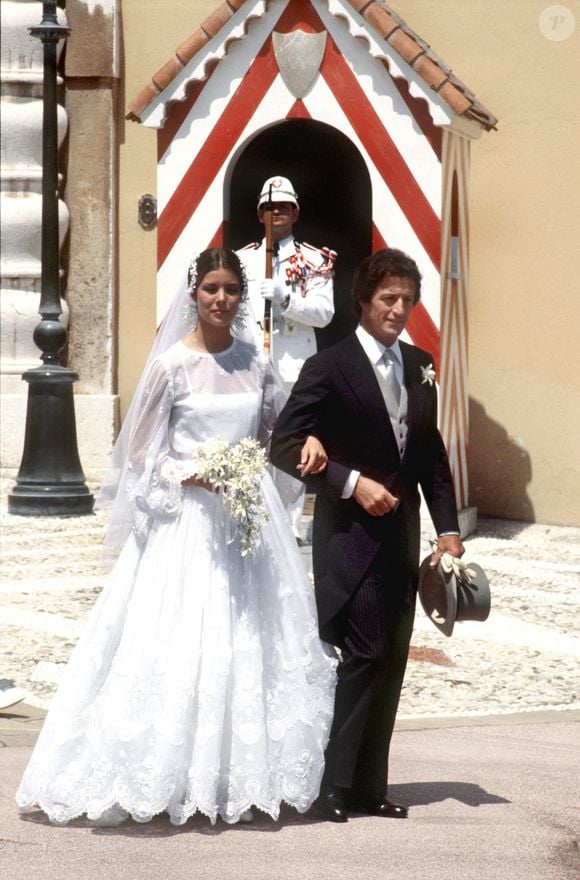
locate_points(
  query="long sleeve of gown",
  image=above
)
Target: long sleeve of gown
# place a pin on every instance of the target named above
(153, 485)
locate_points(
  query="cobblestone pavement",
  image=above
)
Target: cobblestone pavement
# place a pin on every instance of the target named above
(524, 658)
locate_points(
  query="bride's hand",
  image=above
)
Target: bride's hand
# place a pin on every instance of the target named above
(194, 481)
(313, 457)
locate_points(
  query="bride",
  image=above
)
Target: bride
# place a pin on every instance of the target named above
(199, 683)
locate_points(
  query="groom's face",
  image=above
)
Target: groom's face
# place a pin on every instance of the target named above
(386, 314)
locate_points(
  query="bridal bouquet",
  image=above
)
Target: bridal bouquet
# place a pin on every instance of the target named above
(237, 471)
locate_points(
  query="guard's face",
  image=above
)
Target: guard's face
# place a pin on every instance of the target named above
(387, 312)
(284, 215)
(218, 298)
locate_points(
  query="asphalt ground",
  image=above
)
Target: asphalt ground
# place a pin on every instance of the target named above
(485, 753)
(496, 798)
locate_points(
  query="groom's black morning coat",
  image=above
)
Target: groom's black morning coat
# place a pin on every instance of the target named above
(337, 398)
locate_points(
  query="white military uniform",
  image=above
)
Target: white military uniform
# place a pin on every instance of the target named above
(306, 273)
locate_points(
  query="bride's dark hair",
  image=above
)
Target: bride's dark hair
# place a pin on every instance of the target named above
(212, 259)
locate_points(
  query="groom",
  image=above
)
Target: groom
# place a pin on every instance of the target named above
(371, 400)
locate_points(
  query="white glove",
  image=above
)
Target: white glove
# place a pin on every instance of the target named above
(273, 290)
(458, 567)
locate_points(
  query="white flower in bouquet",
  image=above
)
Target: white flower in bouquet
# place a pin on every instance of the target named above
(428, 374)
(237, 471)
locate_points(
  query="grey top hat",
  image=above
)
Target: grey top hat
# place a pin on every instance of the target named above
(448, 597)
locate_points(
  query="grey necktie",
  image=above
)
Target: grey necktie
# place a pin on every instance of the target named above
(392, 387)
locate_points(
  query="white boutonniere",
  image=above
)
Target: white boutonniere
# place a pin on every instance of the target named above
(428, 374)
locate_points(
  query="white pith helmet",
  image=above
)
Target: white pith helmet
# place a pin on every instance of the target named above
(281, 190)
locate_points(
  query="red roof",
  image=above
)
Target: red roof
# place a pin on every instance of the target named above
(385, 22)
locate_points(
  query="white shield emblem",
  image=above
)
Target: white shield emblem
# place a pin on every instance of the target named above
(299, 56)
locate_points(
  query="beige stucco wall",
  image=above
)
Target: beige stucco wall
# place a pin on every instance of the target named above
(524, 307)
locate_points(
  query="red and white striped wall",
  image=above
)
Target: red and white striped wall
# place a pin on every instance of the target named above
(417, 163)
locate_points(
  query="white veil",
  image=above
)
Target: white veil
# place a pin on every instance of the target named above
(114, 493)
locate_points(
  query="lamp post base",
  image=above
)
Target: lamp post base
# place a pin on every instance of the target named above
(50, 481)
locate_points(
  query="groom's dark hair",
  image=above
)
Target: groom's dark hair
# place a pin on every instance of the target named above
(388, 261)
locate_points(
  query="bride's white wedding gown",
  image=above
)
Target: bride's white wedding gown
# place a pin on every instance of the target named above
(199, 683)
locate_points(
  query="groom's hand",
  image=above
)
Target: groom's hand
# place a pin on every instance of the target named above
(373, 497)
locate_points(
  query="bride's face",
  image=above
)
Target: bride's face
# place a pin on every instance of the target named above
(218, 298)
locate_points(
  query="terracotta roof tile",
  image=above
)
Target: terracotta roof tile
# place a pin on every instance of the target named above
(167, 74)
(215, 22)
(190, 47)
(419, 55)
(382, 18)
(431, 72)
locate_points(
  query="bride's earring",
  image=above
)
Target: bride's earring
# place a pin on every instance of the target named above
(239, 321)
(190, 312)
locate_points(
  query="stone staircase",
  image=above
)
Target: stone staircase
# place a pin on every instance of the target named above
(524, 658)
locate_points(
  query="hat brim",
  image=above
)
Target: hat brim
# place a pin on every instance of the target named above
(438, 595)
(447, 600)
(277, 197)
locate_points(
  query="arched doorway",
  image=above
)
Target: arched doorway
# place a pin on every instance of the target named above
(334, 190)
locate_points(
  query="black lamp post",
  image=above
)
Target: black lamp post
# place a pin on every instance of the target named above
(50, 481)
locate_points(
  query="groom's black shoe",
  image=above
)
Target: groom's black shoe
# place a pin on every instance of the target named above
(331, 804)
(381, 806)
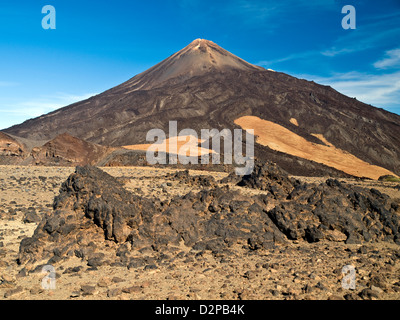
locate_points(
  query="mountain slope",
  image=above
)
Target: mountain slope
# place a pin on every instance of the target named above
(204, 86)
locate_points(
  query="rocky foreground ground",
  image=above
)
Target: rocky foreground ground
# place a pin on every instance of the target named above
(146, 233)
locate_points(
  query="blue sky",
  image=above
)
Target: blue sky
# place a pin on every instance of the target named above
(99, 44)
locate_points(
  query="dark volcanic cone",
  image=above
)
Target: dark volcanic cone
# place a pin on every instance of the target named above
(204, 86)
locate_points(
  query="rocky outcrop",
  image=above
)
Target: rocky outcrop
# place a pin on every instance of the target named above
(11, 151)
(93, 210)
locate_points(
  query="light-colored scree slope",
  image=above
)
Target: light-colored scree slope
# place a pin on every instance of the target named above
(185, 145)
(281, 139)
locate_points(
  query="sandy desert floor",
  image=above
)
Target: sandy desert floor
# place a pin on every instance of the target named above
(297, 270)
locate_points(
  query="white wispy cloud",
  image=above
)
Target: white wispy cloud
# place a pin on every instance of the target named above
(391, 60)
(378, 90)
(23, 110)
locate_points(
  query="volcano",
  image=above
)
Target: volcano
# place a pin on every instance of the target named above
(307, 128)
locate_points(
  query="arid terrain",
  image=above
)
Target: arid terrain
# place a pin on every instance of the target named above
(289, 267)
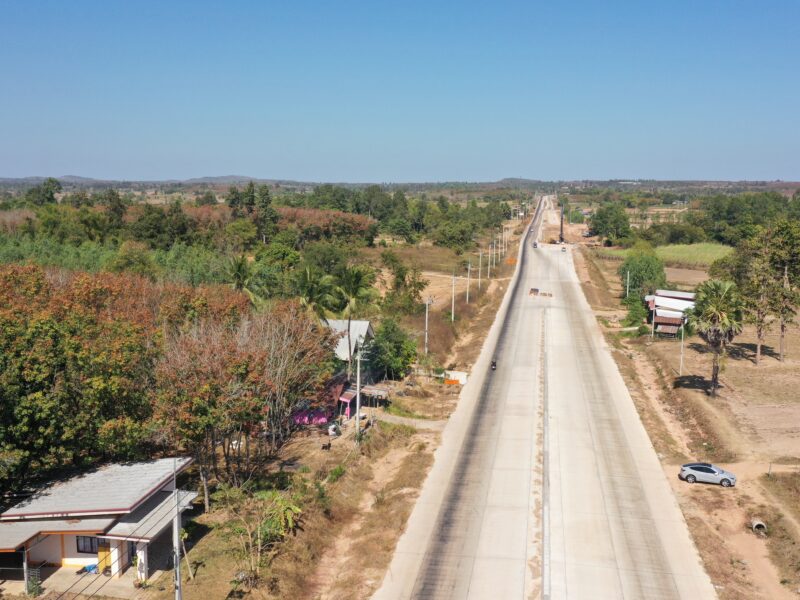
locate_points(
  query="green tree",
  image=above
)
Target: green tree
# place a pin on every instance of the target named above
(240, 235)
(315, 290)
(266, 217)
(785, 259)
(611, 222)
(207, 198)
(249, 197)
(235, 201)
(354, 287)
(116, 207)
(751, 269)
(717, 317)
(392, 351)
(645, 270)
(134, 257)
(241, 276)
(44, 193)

·····

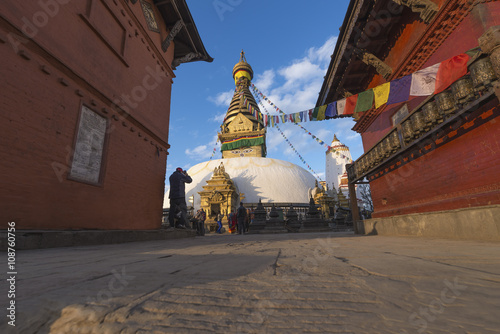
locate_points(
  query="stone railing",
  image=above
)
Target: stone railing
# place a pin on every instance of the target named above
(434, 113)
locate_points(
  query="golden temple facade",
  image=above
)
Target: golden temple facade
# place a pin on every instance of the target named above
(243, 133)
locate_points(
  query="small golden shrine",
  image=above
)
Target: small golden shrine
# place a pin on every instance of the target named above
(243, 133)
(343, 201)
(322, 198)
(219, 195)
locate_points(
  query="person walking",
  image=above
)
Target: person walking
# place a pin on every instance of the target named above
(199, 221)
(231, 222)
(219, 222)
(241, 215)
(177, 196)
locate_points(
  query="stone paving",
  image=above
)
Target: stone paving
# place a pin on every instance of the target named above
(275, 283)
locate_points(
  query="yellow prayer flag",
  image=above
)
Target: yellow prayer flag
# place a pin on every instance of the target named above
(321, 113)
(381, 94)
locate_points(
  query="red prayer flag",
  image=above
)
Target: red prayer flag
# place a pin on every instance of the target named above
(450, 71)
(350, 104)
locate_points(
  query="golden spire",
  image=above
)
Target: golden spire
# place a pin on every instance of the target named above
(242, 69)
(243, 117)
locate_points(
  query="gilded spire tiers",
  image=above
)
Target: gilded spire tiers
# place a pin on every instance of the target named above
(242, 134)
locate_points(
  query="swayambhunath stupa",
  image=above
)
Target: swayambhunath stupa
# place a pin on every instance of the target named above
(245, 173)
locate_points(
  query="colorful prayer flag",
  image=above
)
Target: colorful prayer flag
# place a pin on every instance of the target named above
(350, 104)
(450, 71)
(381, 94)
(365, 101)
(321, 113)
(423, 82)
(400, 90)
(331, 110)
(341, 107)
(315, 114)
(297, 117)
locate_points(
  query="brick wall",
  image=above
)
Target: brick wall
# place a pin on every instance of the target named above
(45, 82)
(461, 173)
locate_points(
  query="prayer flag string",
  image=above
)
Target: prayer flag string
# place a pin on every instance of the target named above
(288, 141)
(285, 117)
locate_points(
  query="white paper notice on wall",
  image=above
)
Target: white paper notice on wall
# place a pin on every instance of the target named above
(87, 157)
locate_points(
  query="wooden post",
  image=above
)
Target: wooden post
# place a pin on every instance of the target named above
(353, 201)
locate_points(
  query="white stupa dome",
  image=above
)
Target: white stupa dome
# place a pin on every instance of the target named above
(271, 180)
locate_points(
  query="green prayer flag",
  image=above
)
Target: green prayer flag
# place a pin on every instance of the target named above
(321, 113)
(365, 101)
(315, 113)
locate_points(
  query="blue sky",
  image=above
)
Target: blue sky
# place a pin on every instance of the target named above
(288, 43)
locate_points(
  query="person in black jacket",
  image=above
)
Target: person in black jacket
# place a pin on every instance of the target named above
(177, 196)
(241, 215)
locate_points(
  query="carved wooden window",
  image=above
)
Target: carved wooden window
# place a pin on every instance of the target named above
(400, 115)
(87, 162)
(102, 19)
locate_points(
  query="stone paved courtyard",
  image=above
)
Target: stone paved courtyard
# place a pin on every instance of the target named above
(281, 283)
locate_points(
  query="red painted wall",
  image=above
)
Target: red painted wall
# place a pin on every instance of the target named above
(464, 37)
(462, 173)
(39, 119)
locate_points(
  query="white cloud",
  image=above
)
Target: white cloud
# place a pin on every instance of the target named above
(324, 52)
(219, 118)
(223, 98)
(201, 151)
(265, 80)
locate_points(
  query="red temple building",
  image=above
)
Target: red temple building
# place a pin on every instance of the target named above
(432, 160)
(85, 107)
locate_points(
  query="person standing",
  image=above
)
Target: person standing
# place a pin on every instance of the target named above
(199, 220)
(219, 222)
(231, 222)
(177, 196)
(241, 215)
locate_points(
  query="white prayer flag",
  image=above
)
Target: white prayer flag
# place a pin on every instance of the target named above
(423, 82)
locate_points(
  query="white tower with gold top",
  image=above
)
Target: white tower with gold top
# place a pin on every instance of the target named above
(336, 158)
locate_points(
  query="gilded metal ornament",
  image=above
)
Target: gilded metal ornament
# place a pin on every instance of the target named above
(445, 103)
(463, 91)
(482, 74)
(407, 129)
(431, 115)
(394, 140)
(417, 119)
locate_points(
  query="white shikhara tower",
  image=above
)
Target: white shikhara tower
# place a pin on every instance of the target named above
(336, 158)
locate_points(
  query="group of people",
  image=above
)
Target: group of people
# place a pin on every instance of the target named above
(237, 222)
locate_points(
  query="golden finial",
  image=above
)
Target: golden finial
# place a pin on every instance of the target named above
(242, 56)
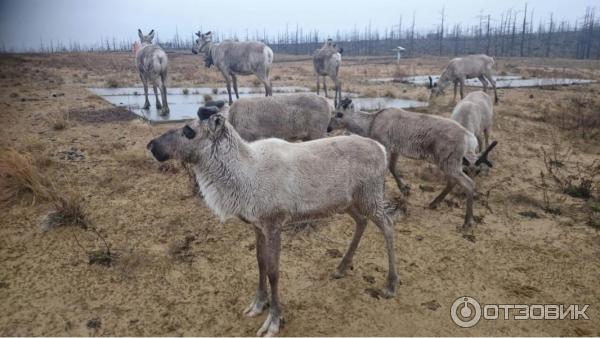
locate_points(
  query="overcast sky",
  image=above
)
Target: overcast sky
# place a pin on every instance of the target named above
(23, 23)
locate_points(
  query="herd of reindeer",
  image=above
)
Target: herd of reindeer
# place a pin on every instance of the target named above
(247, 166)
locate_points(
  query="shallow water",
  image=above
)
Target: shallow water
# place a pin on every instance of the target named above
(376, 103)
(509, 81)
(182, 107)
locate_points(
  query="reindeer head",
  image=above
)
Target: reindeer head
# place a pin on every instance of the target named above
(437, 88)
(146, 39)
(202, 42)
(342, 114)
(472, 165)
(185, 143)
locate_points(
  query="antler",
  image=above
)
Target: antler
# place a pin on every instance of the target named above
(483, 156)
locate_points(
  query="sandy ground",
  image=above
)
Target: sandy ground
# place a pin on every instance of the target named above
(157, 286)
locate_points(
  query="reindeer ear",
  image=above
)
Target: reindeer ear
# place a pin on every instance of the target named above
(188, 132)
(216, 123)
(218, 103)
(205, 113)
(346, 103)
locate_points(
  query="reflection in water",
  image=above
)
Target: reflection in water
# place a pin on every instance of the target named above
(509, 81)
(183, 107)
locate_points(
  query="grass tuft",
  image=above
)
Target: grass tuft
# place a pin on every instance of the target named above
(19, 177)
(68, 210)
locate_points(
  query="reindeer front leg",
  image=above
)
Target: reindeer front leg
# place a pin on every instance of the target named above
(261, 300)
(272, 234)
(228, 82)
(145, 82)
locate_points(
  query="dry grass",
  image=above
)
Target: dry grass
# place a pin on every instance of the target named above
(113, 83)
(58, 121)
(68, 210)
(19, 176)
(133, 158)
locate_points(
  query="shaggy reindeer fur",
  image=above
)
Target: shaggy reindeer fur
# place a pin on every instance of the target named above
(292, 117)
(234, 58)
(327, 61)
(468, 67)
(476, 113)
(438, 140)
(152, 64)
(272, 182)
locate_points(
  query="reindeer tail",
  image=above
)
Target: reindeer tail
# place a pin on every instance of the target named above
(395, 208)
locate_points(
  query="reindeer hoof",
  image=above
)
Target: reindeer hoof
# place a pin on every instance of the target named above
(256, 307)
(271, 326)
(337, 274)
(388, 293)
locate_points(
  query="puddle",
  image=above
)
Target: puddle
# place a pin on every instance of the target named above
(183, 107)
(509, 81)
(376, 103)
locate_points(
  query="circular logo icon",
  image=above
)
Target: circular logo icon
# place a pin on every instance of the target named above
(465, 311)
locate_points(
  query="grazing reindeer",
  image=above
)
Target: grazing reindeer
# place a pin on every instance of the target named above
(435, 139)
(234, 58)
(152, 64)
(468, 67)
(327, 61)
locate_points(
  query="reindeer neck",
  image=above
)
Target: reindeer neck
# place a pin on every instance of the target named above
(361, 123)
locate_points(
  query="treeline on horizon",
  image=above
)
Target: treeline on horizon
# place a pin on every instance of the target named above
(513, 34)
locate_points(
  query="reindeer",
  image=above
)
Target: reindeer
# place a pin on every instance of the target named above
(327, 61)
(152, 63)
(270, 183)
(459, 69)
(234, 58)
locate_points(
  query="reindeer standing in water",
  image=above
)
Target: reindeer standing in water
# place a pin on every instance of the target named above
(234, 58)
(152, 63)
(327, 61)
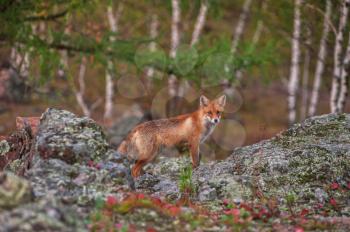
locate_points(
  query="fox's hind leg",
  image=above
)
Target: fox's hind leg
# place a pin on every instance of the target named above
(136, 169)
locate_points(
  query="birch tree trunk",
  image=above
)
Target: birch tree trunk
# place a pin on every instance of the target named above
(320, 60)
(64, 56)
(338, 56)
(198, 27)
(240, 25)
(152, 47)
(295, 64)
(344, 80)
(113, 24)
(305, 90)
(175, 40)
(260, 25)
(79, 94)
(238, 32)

·····

__Set exercise__
Count the lines in the data above that contain the word "standing", treating uppercase and lowercase letters as distinct. Reply with the number only.

__Answer in full__
4